━━ Provided information
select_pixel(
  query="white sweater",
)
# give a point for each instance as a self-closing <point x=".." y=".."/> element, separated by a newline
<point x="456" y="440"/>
━━━━
▶ Written task
Edit the material so that every "white" reads "gray", leaving everything else unchanged.

▶ Worked answer
select_pixel(
  query="gray sweater",
)
# give a point for each instance as a self-closing <point x=".." y=".."/> element, separated by a newline
<point x="456" y="440"/>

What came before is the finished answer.